▶ REQUIREMENT
Quote all of the entries word for word.

Referring expression pointing data
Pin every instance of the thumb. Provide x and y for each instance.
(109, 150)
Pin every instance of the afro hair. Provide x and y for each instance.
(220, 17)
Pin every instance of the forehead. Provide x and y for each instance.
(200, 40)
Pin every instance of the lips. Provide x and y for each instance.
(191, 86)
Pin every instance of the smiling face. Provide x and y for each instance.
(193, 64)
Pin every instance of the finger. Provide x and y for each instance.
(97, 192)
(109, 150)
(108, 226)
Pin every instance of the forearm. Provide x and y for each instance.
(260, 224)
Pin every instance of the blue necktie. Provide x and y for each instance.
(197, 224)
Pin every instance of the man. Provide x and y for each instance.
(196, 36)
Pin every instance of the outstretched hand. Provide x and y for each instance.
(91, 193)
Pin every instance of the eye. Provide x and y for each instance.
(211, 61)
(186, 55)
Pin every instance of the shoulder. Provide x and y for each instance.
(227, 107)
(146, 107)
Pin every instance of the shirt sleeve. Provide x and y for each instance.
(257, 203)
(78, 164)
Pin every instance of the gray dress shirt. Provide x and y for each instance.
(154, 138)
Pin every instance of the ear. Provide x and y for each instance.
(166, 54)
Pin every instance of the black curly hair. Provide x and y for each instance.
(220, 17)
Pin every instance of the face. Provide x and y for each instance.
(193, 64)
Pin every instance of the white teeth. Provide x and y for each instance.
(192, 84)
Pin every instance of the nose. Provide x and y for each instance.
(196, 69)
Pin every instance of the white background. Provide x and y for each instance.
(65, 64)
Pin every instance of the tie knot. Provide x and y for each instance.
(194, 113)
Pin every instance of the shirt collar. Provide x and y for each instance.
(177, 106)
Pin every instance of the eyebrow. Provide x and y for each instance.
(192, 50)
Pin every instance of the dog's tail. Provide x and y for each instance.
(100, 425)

▶ EXERCISE OUTPUT
Pin every instance of the thumb. Provide x and y for each instance.
(109, 150)
Pin every instance of the afro hair. Provide x and y for each instance.
(220, 17)
Pin every instance of the forehead. Provide x and y for each instance.
(200, 40)
Pin every instance of the lips. Provide x and y for each instance.
(191, 86)
Pin every instance of the smiling face. Provide x and y for each instance.
(193, 64)
Pin every instance of the finger. Provide x and y for each instance.
(97, 192)
(109, 150)
(108, 226)
Pin every instance of the forearm. Provide x and y for each instance.
(260, 224)
Pin every instance of the blue necktie. Provide x and y for each instance.
(197, 224)
Pin every instance of the man. Provide x and y for each instance.
(196, 36)
Pin every instance of the outstretched hand. Provide x and y for each instance.
(91, 193)
Pin every instance of the eye. Provide x and y for each instance.
(211, 61)
(186, 55)
Pin every instance of the shoulder. Provide x and y for each instance.
(227, 107)
(146, 107)
Pin every instance of the shirt sleeve. Provide x and y for each instance.
(257, 203)
(78, 164)
Pin every instance of the gray dress shirt. Provide x and y for each instance.
(154, 138)
Pin every instance of the ear. Provide x and y for each instance.
(166, 54)
Pin every instance of the black curly hair. Provide x and y for each instance.
(220, 17)
Pin every instance of the face. Provide x and y for each instance.
(193, 64)
Pin every instance of the white teeth. Provide x and y for each instance.
(192, 84)
Pin every instance of the nose. Provide x and y for each instance.
(196, 69)
Pin every instance of the white background. Provide x and y for each instance.
(65, 64)
Pin every instance of the tie knot. Provide x and y for each instance.
(194, 113)
Pin every instance of the shirt collar. Provide x and y for each instance.
(177, 106)
Pin every instance of the eyebrow. Provide x and y for each instance.
(192, 50)
Pin every instance of the dog's tail. Provide x and y for each instance.
(100, 425)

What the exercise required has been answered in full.